◆ **Image point grounding data**:
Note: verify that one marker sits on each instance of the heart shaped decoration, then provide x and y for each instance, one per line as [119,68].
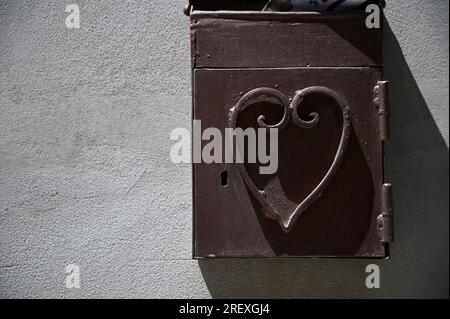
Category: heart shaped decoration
[287,217]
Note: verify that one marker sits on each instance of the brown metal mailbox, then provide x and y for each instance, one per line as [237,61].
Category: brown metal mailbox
[318,78]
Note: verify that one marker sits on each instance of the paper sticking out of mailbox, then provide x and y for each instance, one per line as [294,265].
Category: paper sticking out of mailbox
[315,5]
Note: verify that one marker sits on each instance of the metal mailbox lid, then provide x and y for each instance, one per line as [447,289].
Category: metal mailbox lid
[238,52]
[229,222]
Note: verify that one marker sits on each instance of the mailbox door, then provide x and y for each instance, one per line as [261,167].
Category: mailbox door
[231,217]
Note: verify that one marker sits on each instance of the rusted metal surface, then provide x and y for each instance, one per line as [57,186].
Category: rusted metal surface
[265,40]
[328,193]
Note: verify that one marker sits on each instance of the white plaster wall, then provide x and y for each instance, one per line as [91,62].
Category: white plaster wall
[85,175]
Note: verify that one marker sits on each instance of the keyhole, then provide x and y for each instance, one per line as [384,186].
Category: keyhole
[224,178]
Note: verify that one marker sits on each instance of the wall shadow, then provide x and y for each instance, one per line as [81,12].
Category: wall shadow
[417,165]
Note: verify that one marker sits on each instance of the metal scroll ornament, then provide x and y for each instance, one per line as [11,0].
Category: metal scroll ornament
[287,220]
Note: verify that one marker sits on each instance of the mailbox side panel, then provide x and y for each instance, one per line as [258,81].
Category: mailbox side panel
[342,222]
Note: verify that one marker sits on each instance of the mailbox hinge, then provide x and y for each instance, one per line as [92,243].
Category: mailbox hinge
[381,101]
[385,221]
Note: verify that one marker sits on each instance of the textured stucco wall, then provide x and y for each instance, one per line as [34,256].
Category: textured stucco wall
[85,175]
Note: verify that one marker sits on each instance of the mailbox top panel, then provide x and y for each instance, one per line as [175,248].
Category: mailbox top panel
[251,39]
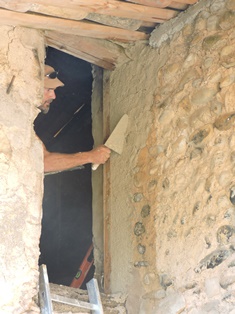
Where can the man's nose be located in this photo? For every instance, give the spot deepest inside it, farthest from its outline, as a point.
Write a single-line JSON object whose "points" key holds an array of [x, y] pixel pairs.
{"points": [[52, 94]]}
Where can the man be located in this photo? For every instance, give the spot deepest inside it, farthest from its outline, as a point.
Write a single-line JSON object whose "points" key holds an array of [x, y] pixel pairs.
{"points": [[59, 161]]}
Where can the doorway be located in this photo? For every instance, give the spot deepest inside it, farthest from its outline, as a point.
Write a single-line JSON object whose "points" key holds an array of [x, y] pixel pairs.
{"points": [[67, 206]]}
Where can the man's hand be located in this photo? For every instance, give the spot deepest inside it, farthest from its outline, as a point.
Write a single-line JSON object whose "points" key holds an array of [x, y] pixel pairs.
{"points": [[100, 154]]}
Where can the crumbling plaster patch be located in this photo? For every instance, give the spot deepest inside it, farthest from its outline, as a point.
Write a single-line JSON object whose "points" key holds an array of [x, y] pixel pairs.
{"points": [[171, 213], [21, 168]]}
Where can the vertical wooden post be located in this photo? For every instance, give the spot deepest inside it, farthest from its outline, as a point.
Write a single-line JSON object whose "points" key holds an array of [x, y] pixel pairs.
{"points": [[106, 185]]}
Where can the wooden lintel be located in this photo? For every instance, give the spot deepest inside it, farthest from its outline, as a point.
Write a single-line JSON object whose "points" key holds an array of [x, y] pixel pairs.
{"points": [[69, 26]]}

◆ **TASK ITEM**:
Above are the records; repeat their lines from the first through the line containing "line as [261,167].", and leave out each picture.

◆ **TASK OUTPUT**:
Note: verify that one marker sits on each instance of the heart shaped decoration, then provide x and y for each instance, one per line as [119,68].
Category: heart shaped decoration
[287,217]
Note: verify that one marker sits on each instance of the brown metal mailbox, then provide x and y for each instance, one per line as [237,61].
Category: brown metal mailbox
[318,78]
Note: verify that one marker sits on each instance of the paper sticking out of mailbox, then provide x and y for each instance, one per line as [294,265].
Category: paper sticking out of mailbox
[315,5]
Note: verify that one marker sits on each instance of the metal mailbox lid, then provide x and y for each instance, one per line as [447,289].
Category: metal mailbox lid
[238,52]
[229,222]
Note: verify that one marker sits on each instance of the mailbox door, then provide x and y for each instance, one per line as [261,167].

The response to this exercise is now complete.